Return each line below that contains the string "Target". Case counts.

- **SUPPLIED INFORMATION**:
▬▬▬
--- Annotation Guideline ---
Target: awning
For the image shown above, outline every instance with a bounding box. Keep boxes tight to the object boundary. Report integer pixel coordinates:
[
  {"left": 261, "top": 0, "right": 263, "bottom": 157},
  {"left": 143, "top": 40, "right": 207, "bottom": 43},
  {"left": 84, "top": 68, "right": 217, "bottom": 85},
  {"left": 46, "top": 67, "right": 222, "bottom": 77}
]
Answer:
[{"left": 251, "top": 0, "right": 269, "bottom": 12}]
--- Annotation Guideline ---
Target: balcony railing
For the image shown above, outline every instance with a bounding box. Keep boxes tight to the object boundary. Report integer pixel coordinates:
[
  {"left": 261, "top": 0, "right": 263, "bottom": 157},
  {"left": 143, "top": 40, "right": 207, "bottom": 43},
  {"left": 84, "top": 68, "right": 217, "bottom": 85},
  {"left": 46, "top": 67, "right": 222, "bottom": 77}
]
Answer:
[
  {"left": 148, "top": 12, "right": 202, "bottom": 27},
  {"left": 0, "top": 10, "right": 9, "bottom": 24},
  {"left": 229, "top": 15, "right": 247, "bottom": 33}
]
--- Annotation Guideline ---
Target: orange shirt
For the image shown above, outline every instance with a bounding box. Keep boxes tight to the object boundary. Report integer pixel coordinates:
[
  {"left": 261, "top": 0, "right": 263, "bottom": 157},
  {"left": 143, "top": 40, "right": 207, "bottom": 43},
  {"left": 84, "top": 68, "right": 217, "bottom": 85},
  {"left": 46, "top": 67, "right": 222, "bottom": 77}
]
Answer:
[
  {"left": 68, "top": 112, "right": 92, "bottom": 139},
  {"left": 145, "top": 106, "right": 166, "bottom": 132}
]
▬▬▬
- **ANSWER TO THE TASK**:
Target: awning
Target: balcony railing
Target: orange shirt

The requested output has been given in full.